** The input follows **
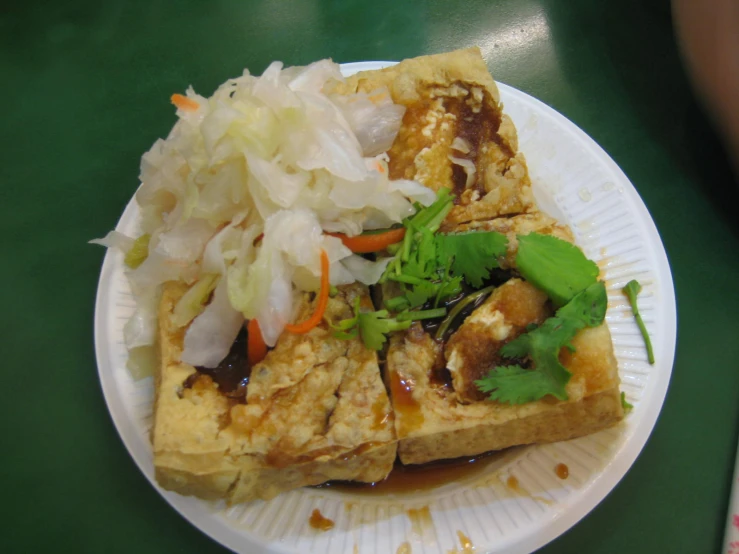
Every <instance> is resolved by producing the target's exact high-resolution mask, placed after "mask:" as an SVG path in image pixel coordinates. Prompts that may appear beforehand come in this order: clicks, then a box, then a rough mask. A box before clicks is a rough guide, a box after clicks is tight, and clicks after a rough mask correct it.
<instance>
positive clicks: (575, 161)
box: [95, 62, 676, 554]
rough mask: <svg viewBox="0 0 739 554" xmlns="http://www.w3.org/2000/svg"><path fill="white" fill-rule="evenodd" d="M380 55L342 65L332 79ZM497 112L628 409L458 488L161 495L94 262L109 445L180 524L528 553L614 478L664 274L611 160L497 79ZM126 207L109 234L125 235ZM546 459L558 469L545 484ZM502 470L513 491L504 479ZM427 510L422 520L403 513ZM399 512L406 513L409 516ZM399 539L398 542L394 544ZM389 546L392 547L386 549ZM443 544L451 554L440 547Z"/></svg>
** End of The input **
What you return should consist solely of the lines from the one containing "box: [95, 62, 676, 554]" through the end of the entries above, reproduced exactly.

◆ Exercise output
box: [95, 62, 676, 554]
rough mask: <svg viewBox="0 0 739 554" xmlns="http://www.w3.org/2000/svg"><path fill="white" fill-rule="evenodd" d="M380 55L342 65L332 79ZM497 112L628 409L458 488L161 495L94 262L109 445L180 524L528 553L614 478L664 274L611 160L497 79ZM126 207L109 234L125 235ZM546 459L558 469L545 484ZM502 470L513 491L504 479ZM427 510L422 520L403 513ZM399 512L406 513L409 516ZM399 539L398 542L394 544ZM389 546L392 547L386 549ZM443 544L451 554L440 547Z"/></svg>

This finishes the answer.